Task objective> Return verbatim the lines of data between the line holding "point: man's hand" and the line holding "Target: man's hand", inclusive. Omit the pictures from your answer.
## START Provided records
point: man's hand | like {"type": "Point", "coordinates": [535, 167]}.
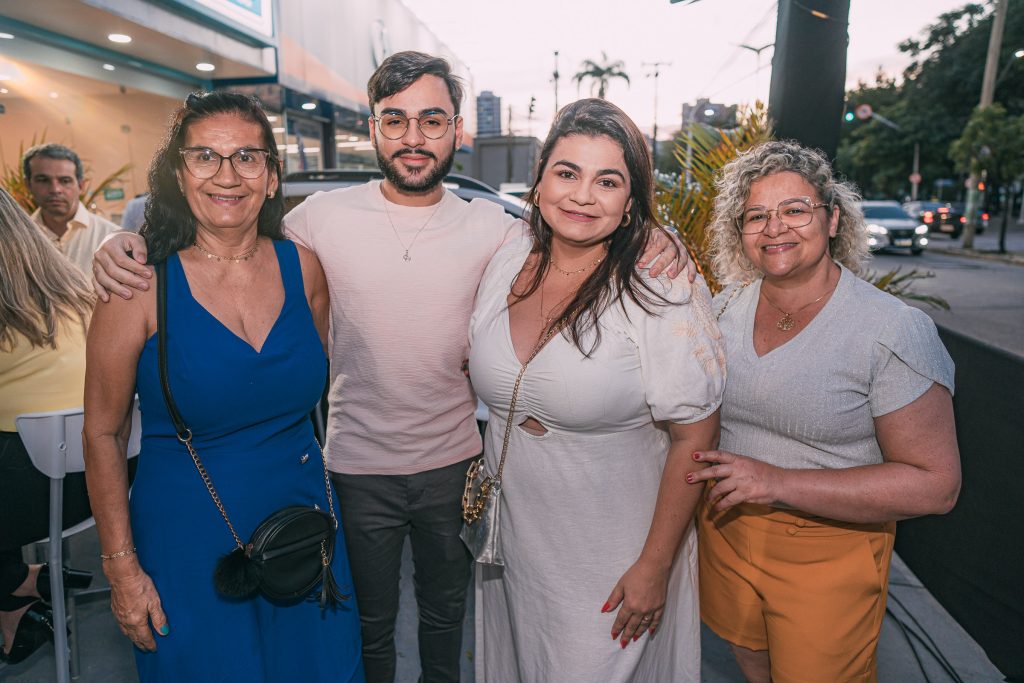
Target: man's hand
## END Provided records
## START Provided records
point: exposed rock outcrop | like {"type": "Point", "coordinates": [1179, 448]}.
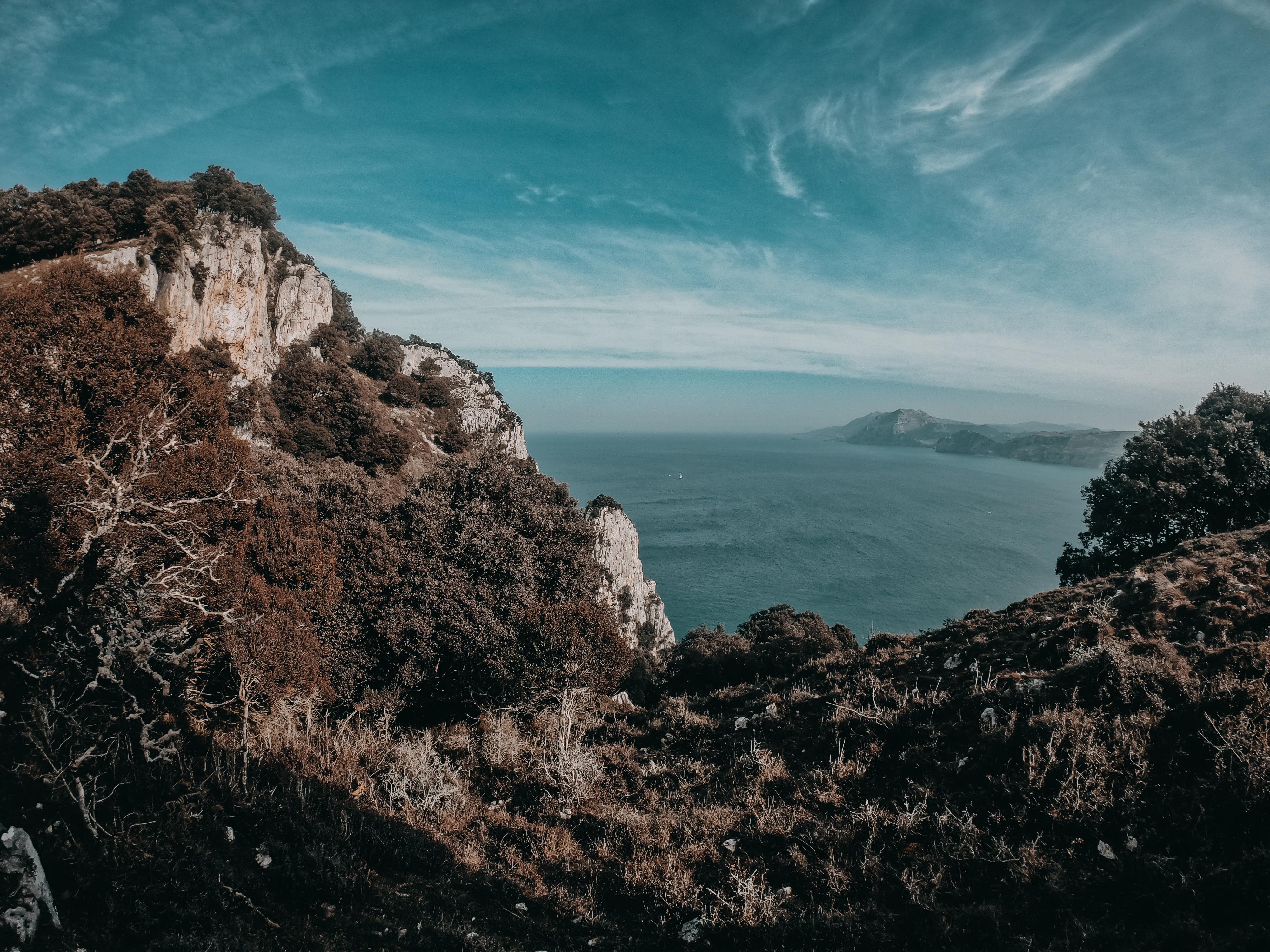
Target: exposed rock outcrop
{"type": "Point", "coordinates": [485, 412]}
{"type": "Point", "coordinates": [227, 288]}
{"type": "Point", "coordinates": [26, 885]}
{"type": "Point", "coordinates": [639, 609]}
## END Provided records
Result of this task>
point: man's hand | like {"type": "Point", "coordinates": [535, 167]}.
Target: man's hand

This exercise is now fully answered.